Objective 1. How many lines in the records contain the string "grass" (case-sensitive)? Reply with the number only.
--- Start Given text ---
Sensor technology aims to help US cities extend the life of aging pipelines

Sensor technology aims to help US cities extend the life of aging pipelines
Wentao Wang, CEE Research Investigator, works with Great Lake Water Authority (GLWA) construction site workers to install sensors on a water pipe alteration in Detroit, MI. Photo: Joseph Xu/Michigan Engineering

Like most major U.S. cities, Detroit has a problem lurking beneath its streets—an outdated water and sewer pipeline system in need of replacement or a safe means of extending its lifespan.

University of Michigan researchers are collaborating with the Great Lakes Water Authority (GLWA) and engineering firm Structural Technologies on a in the Motor City that harnesses the power of smart infrastructure sensors and innovative lining technologies. That combination could bolster the structural integrity of pipelines and alert the utility ahead of line ruptures that can leave residents without service and cost municipalities millions.

"Our research focuses on finding cost effective ways to identify when aging infrastructure systems are showing signs of breakdown," said Jerome Lynch, chair of U-M's Department of Civil and Environmental Engineering, and director of the Laboratory of Intelligent Systems Technology. "If we can do that successfully, we're able to identify distress before failure occurs.

"That way, the data can lead us to more cost effective intervention strategies."

In early August, GLWA crews installed a liner inside a block-long section of pipeline a few miles east of Detroit's main downtown area. Created by Structural Technologies, the liner is made of both steel reinforced polymer and mortar composites, adding additional structural capacity and increasing pipeline durability.
--- End Given text ---
Objective 2. Print the pipeline sensor article word for word, in full.
--- Start Dataset entries ---
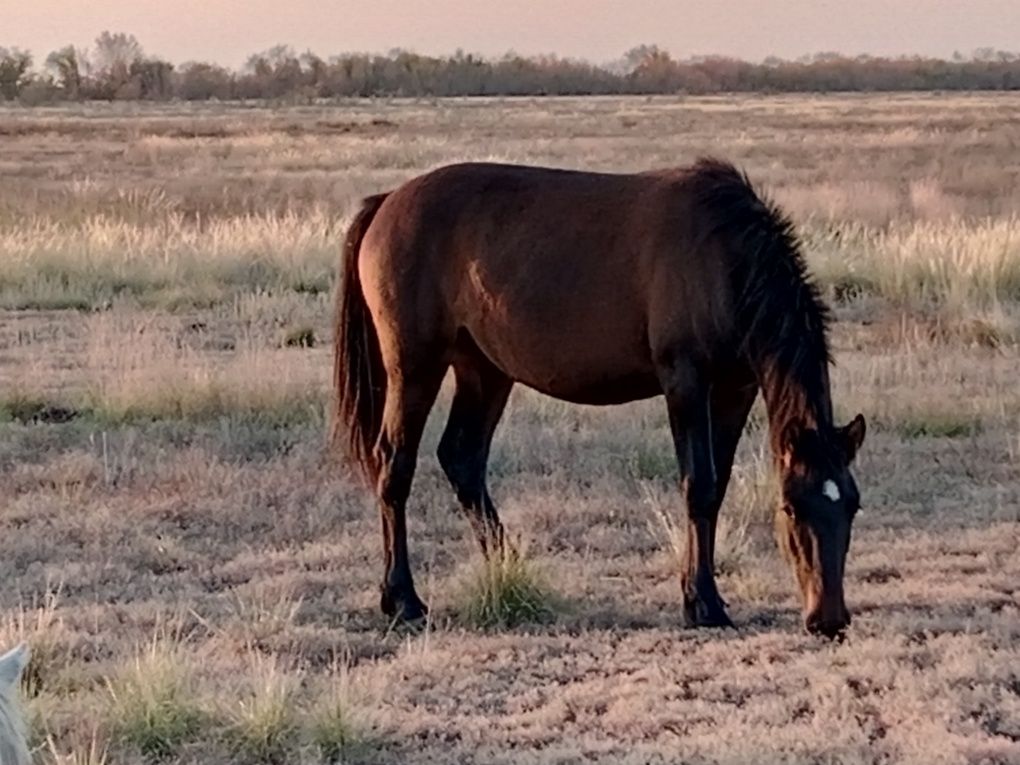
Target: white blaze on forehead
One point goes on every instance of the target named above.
--- End Dataset entries ---
--- Start Dataset entries ---
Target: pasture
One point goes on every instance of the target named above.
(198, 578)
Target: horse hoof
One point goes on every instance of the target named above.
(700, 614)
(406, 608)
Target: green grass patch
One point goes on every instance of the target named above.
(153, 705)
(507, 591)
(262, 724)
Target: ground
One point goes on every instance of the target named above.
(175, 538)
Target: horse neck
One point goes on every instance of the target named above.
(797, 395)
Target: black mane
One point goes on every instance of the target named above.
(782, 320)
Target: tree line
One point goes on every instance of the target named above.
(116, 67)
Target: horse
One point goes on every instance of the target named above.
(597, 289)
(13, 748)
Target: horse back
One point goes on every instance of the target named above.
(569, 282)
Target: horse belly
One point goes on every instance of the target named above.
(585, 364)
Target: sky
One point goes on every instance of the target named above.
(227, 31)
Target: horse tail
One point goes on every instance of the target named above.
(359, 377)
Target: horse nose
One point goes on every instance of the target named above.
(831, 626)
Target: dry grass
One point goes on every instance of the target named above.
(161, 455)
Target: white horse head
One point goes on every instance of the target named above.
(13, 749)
--- End Dataset entries ---
--- Start Dataset entries ---
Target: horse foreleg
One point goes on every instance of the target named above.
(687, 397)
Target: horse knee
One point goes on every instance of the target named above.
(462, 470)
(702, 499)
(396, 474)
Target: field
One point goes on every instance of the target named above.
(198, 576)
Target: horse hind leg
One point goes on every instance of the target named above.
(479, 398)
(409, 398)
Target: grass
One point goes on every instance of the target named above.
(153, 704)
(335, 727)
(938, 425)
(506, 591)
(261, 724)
--- End Dataset entries ---
Worked answer 1. 3

Worked answer 2.
Sensor technology aims to help US cities extend the life of aging pipelines

Sensor technology aims to help US cities extend the life of aging pipelines
Wentao Wang, CEE Research Investigator, works with Great Lake Water Authority (GLWA) construction site workers to install sensors on a water pipe alteration in Detroit, MI. Photo: Joseph Xu/Michigan Engineering

Like most major U.S. cities, Detroit has a problem lurking beneath its streets—an outdated water and sewer pipeline system in need of replacement or a safe means of extending its lifespan.

University of Michigan researchers are collaborating with the Great Lakes Water Authority (GLWA) and engineering firm Structural Technologies on a in the Motor City that harnesses the power of smart infrastructure sensors and innovative lining technologies. That combination could bolster the structural integrity of pipelines and alert the utility ahead of line ruptures that can leave residents without service and cost municipalities millions.

"Our research focuses on finding cost effective ways to identify when aging infrastructure systems are showing signs of breakdown," said Jerome Lynch, chair of U-M's Department of Civil and Environmental Engineering, and director of the Laboratory of Intelligent Systems Technology. "If we can do that successfully, we're able to identify distress before failure occurs.

"That way, the data can lead us to more cost effective intervention strategies."

In early August, GLWA crews installed a liner inside a block-long section of pipeline a few miles east of Detroit's main downtown area. Created by Structural Technologies, the liner is made of both steel reinforced polymer and mortar composites, adding additional structural capacity and increasing pipeline durability.